EXERCISE.
Each line of the listing needs to be given again exactly.

━━━━━ GIVEN INFORMATION ━━━━━

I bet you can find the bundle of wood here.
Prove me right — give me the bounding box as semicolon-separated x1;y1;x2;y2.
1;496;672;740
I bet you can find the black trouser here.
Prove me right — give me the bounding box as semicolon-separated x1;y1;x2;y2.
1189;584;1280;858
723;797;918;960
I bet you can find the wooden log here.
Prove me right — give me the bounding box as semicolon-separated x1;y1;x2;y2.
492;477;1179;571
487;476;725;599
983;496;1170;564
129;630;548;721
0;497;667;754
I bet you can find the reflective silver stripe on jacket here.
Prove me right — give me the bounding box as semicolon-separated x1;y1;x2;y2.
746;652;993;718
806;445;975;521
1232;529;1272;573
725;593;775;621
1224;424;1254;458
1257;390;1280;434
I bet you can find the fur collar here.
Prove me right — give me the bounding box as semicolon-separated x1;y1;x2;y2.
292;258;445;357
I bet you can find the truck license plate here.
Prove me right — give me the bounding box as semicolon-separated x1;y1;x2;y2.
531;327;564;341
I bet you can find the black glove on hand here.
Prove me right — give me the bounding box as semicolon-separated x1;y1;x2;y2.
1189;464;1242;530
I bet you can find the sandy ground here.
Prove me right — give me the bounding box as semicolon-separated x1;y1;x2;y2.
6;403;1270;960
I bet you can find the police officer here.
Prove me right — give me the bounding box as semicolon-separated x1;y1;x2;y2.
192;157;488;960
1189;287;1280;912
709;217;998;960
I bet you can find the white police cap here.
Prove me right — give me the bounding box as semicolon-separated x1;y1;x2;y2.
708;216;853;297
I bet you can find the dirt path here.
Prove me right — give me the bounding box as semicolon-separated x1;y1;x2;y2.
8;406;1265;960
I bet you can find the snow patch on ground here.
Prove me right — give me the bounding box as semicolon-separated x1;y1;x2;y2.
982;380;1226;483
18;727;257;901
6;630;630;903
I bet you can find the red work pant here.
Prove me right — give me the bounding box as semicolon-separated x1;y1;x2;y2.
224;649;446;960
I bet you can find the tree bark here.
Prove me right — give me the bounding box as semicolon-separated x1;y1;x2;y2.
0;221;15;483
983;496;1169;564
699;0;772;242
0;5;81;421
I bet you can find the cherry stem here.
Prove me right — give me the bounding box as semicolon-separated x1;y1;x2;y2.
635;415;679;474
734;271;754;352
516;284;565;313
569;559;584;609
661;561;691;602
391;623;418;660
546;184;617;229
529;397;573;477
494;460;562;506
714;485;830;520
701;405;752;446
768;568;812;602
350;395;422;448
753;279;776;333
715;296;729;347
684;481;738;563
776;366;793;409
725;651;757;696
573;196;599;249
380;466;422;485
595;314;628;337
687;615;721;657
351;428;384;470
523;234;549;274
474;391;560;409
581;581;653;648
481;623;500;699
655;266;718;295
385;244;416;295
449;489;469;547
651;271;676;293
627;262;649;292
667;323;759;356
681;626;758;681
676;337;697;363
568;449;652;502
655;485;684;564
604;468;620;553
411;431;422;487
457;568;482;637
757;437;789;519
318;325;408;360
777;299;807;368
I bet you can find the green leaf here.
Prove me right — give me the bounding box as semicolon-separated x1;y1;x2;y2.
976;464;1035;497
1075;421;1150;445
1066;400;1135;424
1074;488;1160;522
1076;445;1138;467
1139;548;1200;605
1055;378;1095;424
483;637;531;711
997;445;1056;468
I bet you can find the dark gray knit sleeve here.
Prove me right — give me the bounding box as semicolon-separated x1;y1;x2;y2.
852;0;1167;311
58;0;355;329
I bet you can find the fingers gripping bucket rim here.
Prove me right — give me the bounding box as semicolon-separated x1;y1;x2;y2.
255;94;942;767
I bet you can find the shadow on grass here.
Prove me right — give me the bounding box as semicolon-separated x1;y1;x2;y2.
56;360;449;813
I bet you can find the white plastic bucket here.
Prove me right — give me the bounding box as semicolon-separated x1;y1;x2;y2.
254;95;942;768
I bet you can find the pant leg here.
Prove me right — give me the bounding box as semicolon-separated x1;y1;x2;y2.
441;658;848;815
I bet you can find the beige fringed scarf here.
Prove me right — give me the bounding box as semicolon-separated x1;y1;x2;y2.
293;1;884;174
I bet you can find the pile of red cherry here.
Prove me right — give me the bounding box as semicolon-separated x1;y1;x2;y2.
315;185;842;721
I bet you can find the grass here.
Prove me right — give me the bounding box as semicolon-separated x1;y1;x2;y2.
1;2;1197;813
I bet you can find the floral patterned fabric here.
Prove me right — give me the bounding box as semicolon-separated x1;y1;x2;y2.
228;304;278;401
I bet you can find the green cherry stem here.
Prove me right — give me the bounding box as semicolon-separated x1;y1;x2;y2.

━━━━━

THE COMPLETED TASK.
I bet you can find the bundle of wood here.
Prove me right — give me the bounding box as semicolon-separated x1;y1;x2;y2.
1;496;672;740
I bet you can find the black trouser here.
Prove me right — give me the bounding box as semicolon-separated x1;y1;x2;y2.
1189;584;1280;858
723;797;918;960
I bet you can find the wooden log here.
Prove me right — give me the bounding box as semicolon-separated x1;y1;x2;y2.
492;477;1179;571
487;476;725;599
983;496;1170;564
129;630;548;721
0;497;667;754
I bet you can find the reflective silver stripe on jacket here.
Prove me right — give me the bounding box as semicolon-separated x1;y1;x2;y2.
746;652;993;718
806;445;975;521
1232;529;1272;573
725;593;775;621
1224;424;1254;458
1257;390;1280;434
I bet you can find the fur collar here.
Prove me right — give me the bounding box as semicolon-separated x1;y1;x2;y2.
292;258;445;357
I bet you can find the truck license plate here.
Prove me right — give me the bounding box as semicolon-separated x1;y1;x2;y2.
531;327;564;341
I bet you can find the black glove on hand here.
Prove me right — give me the bounding box as semicolon-separated x1;y1;x2;y2.
1189;464;1242;530
I bet you can find the sandy ground here.
Prove me right — give me the bounding box as semicolon-separated x1;y1;x2;y2.
6;403;1270;960
I bet you can find the police officer here.
Prove me right — give me the bounding box as semicolon-separated x1;y1;x2;y2.
192;157;488;960
1189;287;1280;912
709;217;998;960
I bet you can find the white police cap here.
Prove me right — give me the bounding box as semicolon-separated x1;y1;x2;y2.
708;216;853;297
I bet you can find the dirt path here.
Prove me right — give me the bounding box as semicolon-separated x1;y1;x2;y2.
8;406;1265;960
I bet you can find the snow patch on ground here.
Prove me right — give me the bounding box as semicolon-separated x1;y1;x2;y2.
982;380;1226;483
18;727;257;901
6;630;630;903
I bet you can find the red work pant here.
Prove me right — give me the bounding box as semicolon-separated x1;y1;x2;y2.
224;649;446;960
I bet you can find the tree bark here.
Prove me right — give me the bounding box as semicolon-separated x1;y1;x2;y2.
0;221;15;483
983;496;1169;564
699;0;772;242
0;5;81;421
I bet you can find the cherry stem here.
Prove me right — give me the bounding box as semicolon-separated x1;y1;x2;y2.
635;415;679;474
734;271;754;352
516;284;565;313
569;559;584;609
661;561;691;602
391;623;418;660
546;184;617;229
529;397;573;477
494;460;562;506
714;485;830;520
701;405;752;446
768;568;812;602
350;395;422;448
753;279;776;333
715;296;729;347
684;481;738;563
776;366;793;409
725;651;757;696
573;196;599;249
380;466;422;485
595;314;628;337
687;615;721;657
351;428;384;470
523;234;549;274
474;391;560;409
581;581;653;648
481;623;500;699
655;266;718;295
385;244;416;295
449;489;469;547
651;271;676;293
627;262;649;292
667;323;759;356
681;626;758;681
676;337;697;363
568;449;652;502
655;485;684;564
604;468;620;553
411;431;422;487
457;568;482;637
757;437;789;519
318;325;408;360
777;299;807;368
I bet you can find the green leaf here.
Prove me right — give me the bounding box as semicolon-separated x1;y1;x2;y2.
976;464;1035;497
1075;421;1150;445
1066;400;1135;424
1074;488;1160;522
1076;445;1138;467
1139;548;1200;605
1055;378;1095;424
483;637;531;711
997;445;1056;468
I bet you can find the dark gray knit sleeve here.
Prove me right — give me the bounding box as semicolon-separated x1;y1;x2;y2.
852;0;1167;311
58;0;355;329
I bet you can find the fingers gripping bucket rim here.
Prove me right — give me the bounding box as semicolon-separated x1;y1;x2;y2.
255;94;942;767
I bet you can find the shadow on grass here.
Prove me right — give me the bounding box as semicolon-separated x1;y1;x2;y2.
56;360;449;813
I bet you can find the white plastic bucket here.
Prove me right — give me the bounding box as semicolon-separated x1;y1;x2;y2.
254;95;942;768
I bet you can find the pant leg here.
Prove me right — give me the bounding box as semicolon-separated x1;y1;x2;y2.
441;658;848;815
I bet you can find the beige fringed scarf here.
Prove me right — give me the bounding box as semicolon-separated x1;y1;x2;y2.
293;1;884;174
I bet you can find the pile of red cherry here.
Prove me right — give me the bounding box as semicolon-separated x1;y1;x2;y2.
315;185;842;721
I bet you can find the grass here.
Prove me right — give me the bounding box as semicolon-separated x1;y1;x2;y2.
1;2;1197;813
I bet you can find the floral patterned fabric here.
Prove me right — give me the bounding box as semicolon-separated x1;y1;x2;y2.
228;304;278;401
I bet you can find the green cherry stem here.
Prove me right — give me the bounding box as semicolon-separated x1;y1;x2;y2.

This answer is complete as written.